----- DATA FOR THIS EXERCISE
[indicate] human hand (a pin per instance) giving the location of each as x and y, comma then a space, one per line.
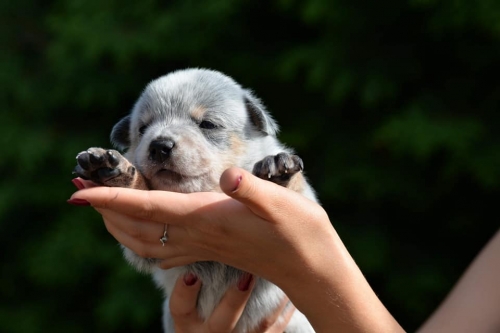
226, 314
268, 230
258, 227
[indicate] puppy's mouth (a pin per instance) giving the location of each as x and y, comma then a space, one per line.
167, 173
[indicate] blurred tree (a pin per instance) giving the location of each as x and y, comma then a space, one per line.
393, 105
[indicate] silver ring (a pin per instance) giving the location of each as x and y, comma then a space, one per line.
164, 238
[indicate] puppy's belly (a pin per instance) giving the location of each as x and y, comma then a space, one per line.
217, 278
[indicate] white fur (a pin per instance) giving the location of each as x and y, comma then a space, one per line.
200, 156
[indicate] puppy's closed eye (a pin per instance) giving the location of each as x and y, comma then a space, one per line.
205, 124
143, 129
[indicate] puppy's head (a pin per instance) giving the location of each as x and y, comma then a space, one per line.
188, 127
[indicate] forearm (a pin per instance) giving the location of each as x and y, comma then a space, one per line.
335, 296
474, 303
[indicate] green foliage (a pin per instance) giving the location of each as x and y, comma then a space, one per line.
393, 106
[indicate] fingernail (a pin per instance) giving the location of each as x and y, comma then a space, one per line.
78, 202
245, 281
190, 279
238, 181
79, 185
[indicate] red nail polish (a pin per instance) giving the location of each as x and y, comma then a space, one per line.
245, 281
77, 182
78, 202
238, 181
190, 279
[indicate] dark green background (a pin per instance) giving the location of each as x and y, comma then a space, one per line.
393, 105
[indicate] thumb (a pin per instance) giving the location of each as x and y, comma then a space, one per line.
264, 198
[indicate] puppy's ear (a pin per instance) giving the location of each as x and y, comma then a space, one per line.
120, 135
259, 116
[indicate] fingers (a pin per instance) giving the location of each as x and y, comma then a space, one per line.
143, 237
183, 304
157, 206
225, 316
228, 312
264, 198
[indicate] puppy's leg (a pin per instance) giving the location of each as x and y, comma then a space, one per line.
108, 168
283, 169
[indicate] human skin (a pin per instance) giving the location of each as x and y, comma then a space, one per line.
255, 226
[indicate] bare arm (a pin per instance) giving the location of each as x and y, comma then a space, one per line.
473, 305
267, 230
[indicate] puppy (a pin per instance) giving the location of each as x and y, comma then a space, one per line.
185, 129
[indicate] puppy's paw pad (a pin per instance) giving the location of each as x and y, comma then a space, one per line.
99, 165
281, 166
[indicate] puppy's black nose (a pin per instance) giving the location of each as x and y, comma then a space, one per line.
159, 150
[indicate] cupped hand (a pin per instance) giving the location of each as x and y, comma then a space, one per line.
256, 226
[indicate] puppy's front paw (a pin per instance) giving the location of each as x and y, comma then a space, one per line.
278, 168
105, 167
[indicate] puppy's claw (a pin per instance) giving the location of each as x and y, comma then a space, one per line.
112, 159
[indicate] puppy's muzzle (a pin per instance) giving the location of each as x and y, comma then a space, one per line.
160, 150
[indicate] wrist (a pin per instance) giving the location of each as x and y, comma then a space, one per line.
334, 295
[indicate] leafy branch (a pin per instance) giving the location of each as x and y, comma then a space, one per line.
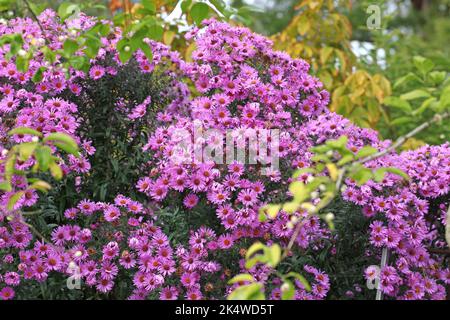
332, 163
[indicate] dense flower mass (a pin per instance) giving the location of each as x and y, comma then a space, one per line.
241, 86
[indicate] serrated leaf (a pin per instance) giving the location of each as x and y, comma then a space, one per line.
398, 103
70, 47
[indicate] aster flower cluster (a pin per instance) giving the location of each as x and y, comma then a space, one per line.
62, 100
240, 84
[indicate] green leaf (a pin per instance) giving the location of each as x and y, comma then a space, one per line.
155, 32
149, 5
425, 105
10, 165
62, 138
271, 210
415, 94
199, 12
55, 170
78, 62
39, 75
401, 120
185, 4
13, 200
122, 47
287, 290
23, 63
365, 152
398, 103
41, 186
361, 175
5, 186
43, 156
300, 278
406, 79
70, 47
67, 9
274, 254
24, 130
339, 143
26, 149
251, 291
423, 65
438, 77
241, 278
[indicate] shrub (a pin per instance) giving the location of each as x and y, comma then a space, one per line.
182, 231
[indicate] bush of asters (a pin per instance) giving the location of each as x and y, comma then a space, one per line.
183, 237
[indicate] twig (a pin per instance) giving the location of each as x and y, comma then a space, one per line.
----------
■ **WHAT TO WORK ON**
Without including any images, output the data exactly as given.

■ **EXERCISE OUTPUT**
[indicate] human hand (a pin per instance) giving the location of each as x and y, comma then a space, one per line.
226, 314
268, 230
258, 227
[indicate] puppy's mouth (a pin per instance) giving the location of each as x and y, comma then a space, one per line.
167, 173
[indicate] blurred tree (a pin per instance) giving the location of each as x and y, comma then a space, one per line.
393, 105
[indicate] silver ring (a pin per instance) giving the location of each as x and y, comma then a space, one per line.
164, 238
[indicate] puppy's belly (a pin per instance) giving the location of each as x and y, comma then a space, one per line.
217, 278
[indicate] white fur (a pin per instance) giving the location of each as x and y, comma then a space, one per line.
200, 156
[indicate] puppy's closed eye (a pin per instance) giving the location of each as x and y, comma then a space, one per line.
205, 124
143, 129
[indicate] puppy's head (a pin per instance) giving the location of each as x and y, comma then a space, one per line.
188, 127
[indicate] forearm (a pin per instance) giving the location of each as x and y, comma then a space, one per line.
335, 296
474, 303
[indicate] green foliage (a pin per instance) giving the location of each as x and y, comma then a space, one per line.
393, 106
[indicate] fingernail (a pin per instance) giving the location of each as x and y, comma then a space, one per line.
78, 202
245, 281
190, 279
238, 181
79, 185
[indicate] red nail polish (a pin per instance) giving the location of each as x and y, comma then a space, one per line.
245, 281
77, 182
78, 202
238, 181
190, 279
[indicate] dark green background (a pin per instance) giving the location of each as x and y, comma then a space, one per line.
393, 105
[indicate] thumb (a pin per instance) giving the location of each as x and y, comma then a space, one per line.
264, 198
[indicate] puppy's ear (a pin per instance) giving the location of each as x and y, comma then a space, one per line.
120, 135
259, 116
[indicate] fingers (a pin per instance) giving the location of each as x and y, comma then a space, one per line.
143, 237
183, 304
157, 206
225, 316
228, 312
264, 198
[indicate] puppy's leg (a pin per instance) giving the location of each as x and y, comma then a space, one per line.
108, 168
283, 169
[indicate] human skin (a pin per instance) giving the location of each as x and y, comma then a space, one per line.
255, 226
[indicate] bare arm (a pin per instance) giving the location of each as x and y, comma then a space, one per line.
473, 305
267, 230
[indicate] puppy (a pin per instance) giving the location of each as x and y, comma then a space, one per line.
185, 129
[indicate] puppy's paw pad (a pin per instance) giving the location of each as x and y, comma then a space, one per line.
99, 165
281, 166
[indicate] puppy's black nose (a pin per instance) giving the location of each as x and y, comma then a space, one per line.
159, 150
[indicate] cupped hand (a pin per instance) giving the location of each as x and y, comma then a space, one per line.
256, 226
[indicate] puppy's front paw (a pin per instance) giving the location of each as x and y, comma then a space, one per line.
278, 168
105, 167
[indicate] puppy's claw (a pin per instance) giving the location of each as x and y, comma then a space, one per line.
112, 159
[indicate] puppy's muzzle (a pin per instance) giving the location of each as x and y, comma then a space, one per line.
160, 150
[indicate] wrist (a pin per instance) giving the location of each as x and y, comma then a space, one per line.
334, 295
[indicate] leafy branch (a pin per instance) giving the location of each as x and y, comma then a space, one per line.
332, 163
[indicate] dense flower mass (a pin per instance) giving the location of each as x and y, comma then a space, one per line.
241, 86
[indicate] serrated leaf (a pin per instance) giving the location of each as x and y, comma then a space, one per line.
398, 103
70, 47
[indicate] aster flower cluster (a pin per instance) giving the location of each as x and y, comma then a space, one per line.
62, 100
240, 84
[indicate] green leaf (a pin per instance) giving the location of each as x and y, comma then a space, one per line.
155, 32
149, 5
425, 105
10, 165
62, 138
271, 210
415, 94
199, 12
55, 170
78, 62
39, 75
401, 120
185, 4
13, 200
122, 47
287, 290
23, 63
365, 152
398, 103
41, 186
361, 175
5, 186
43, 156
300, 278
406, 79
70, 47
67, 9
274, 254
24, 130
339, 143
26, 149
251, 291
423, 65
438, 77
241, 278
[indicate] shrub (a pin per instance) giving the location of each as x and y, comma then a space, one per line.
182, 231
[indicate] bush of asters (a pin per instance) giving the location of each as x and y, comma then a space, one per line.
183, 237
[indicate] twig (a pin per instance) giving the location of each as x and y, comma then a space, one per line.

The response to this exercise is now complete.